After reading the records, print them all again exactly as they stand.

[[ DATA FOR THIS TASK, beginning ]]

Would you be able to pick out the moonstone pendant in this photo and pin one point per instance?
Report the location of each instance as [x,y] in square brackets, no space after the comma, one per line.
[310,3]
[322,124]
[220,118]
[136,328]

[[ DATA FOR THIS TASK, end ]]

**TASK ANSWER:**
Would you be able to pick out the moonstone pendant in this photo and pin one point per instance?
Report the location of each instance as [x,y] in square brackets, no space after the comma, one per line.
[310,3]
[322,124]
[220,118]
[136,328]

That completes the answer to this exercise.